(Referring expression data)
□ □ □ □ □ □ □

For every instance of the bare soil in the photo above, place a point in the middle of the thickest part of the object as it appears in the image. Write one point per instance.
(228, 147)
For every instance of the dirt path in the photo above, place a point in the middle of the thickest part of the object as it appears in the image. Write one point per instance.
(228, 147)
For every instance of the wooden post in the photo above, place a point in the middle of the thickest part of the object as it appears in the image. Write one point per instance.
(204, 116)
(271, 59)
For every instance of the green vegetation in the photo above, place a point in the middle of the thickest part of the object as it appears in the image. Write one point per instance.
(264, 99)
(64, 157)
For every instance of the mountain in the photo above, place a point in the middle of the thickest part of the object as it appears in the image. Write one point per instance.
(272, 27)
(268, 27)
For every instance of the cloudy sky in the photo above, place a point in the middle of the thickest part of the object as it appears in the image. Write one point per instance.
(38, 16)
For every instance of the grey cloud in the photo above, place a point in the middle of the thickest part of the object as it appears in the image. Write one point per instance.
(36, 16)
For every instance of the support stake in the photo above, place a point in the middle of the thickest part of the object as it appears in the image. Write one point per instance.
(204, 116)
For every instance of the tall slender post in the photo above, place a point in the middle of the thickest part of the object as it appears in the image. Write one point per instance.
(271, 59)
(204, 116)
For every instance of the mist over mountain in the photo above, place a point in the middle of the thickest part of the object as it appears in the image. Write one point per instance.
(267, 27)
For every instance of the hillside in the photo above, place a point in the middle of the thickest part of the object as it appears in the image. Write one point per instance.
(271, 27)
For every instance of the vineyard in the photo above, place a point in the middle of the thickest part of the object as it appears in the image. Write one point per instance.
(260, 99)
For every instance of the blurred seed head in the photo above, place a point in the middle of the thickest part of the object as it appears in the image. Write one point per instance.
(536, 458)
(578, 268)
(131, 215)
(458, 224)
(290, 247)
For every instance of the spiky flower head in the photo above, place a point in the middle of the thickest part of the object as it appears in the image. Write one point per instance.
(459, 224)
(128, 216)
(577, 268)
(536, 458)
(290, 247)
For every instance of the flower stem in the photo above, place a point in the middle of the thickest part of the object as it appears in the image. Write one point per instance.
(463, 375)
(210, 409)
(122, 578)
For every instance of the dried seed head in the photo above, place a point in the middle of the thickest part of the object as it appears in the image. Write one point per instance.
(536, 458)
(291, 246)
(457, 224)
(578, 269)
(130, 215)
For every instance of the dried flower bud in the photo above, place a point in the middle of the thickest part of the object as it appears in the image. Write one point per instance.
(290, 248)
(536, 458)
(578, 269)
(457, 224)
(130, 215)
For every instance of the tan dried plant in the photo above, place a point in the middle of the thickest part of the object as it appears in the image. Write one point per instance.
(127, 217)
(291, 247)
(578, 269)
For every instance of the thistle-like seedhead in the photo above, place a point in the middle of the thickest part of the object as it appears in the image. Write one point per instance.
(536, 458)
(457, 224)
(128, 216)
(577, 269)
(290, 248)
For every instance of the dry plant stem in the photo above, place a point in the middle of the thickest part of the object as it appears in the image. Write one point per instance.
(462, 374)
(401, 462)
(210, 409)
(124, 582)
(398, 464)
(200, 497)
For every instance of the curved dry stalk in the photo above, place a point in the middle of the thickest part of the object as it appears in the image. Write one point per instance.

□ □ □ □ □ □ □

_How to complete this task_:
Could you transcribe each entry exactly as it stands?

_Result for this task_:
For every instance of the bare soil in the photo above, place a point in the middle of the thickest part of the object as it appears in the image. Write one point per instance.
(228, 147)
For every instance of the dirt path in the photo above, place a point in the middle of the thickest part of the object as it appears in the image. Write one point per instance.
(228, 147)
For every instance of the wooden post in the photo above, place a point in the middle of the thickest part of the object as it appears in the image. Write one point per instance.
(204, 116)
(271, 59)
For every instance of the green vegetation in the photo above, place a point in the middle of the thickest part of the object as it appears in the image. Write one point per instance.
(264, 99)
(64, 157)
For every instance of the mountain in the photo above, place a point in the middle of the thickest part of the object as it appears in the image. Write one point per instance.
(272, 27)
(268, 27)
For every instance of the cloudy sky in the photo above, place a point in the middle of the thickest part of the object as it appears in the image. Write one point per instance.
(38, 16)
For every instance of the grey cloud in the photo above, place a point in the middle of the thickest part of the object as it appears in the image. Write one point per instance.
(36, 16)
For every instance of the support stake in the photo above, place a point in the middle of the thickest part of the object as it appears in the image. Write one point per instance.
(204, 116)
For every instance of the tall slender post in the photo above, place a point in the middle of the thickest part of the object as it appears in the image. Write one point per instance.
(271, 59)
(204, 116)
For every instance of the mist over mountain in the photo above, place a point in the middle of the thickest part of the object as it appears in the image. Write one point per instance.
(267, 27)
For every instance of the hillside in the photo above, place a point in the middle of the thickest part of the object as it appears in the image. Write one point per instance.
(271, 27)
For every instance of the vineyard in the photo above, place a point in the middle of the thickest part of the object as it appears in the image. Write one point per instance.
(260, 99)
For every instance of the blurred seed head in the photo above, place a point in the middle of the thickest part of the object as it appears in the image. Write one point per instance.
(536, 458)
(578, 268)
(131, 215)
(458, 224)
(290, 247)
For every instance of the spiky flower head in the photo above, place a point in the middle of the thickest part of the object as it appears in the image. Write one point per instance.
(459, 224)
(128, 216)
(577, 268)
(536, 458)
(290, 247)
For every instance of the flower stem in the photo above, place a point in the middle of the thickest part of the object as it appears in the image. Write one point per instance.
(463, 375)
(210, 409)
(122, 578)
For every instance of the dried seed head in the photo above, place a point in the middle of the thickest part of the object as it appears in the image. Write one point per instance.
(536, 458)
(291, 246)
(457, 224)
(578, 269)
(130, 215)
For every instance of the dried flower bud in the photo above, place a point in the middle of the thickest part of the object as it appears in the image. Write one point per instance.
(290, 248)
(536, 458)
(578, 269)
(457, 224)
(130, 215)
For every instance of the tan dried plant in the photo above, place a point in the middle of the thickest part of the object as it appears in the image. Write one point per instance.
(127, 217)
(291, 247)
(578, 269)
For every instance of the thistle-like seedhead in the photo above, place a point in the middle of the thickest part of the object as it appears in the image. Write one point per instance.
(536, 458)
(457, 224)
(128, 216)
(577, 269)
(290, 248)
For every instance of the dry plant stem in the photo above, place a point in the middle of the thickest part of the object as it appears in the image. Write one point per instance.
(462, 374)
(401, 462)
(210, 409)
(124, 582)
(398, 464)
(200, 497)
For every instance of the curved dry stalk in the photo above, place a point in the middle of the thickest part of the object as it appears in the image. Write one point per instance.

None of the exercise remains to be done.